Your instructions: Rewrite the data below, replacing "matching instance" with "matching object" wherever it occurs and keeping everything else unchanged.

Raw records:
>> begin
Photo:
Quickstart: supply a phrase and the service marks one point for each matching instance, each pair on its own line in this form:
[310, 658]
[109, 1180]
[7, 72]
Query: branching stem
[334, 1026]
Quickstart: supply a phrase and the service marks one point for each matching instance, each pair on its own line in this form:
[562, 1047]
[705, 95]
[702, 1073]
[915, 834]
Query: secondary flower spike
>> end
Task result:
Photo:
Quickstart: supply a phrase and the service marks one point for each matching object, each pair on its own line in this form:
[310, 658]
[109, 1180]
[7, 72]
Query: branching stem
[334, 1026]
Quickstart: supply a phrase and the service marks one point for each matching object, each pair on its own line in this form:
[562, 1047]
[705, 95]
[702, 1073]
[915, 834]
Query: secondary flower spike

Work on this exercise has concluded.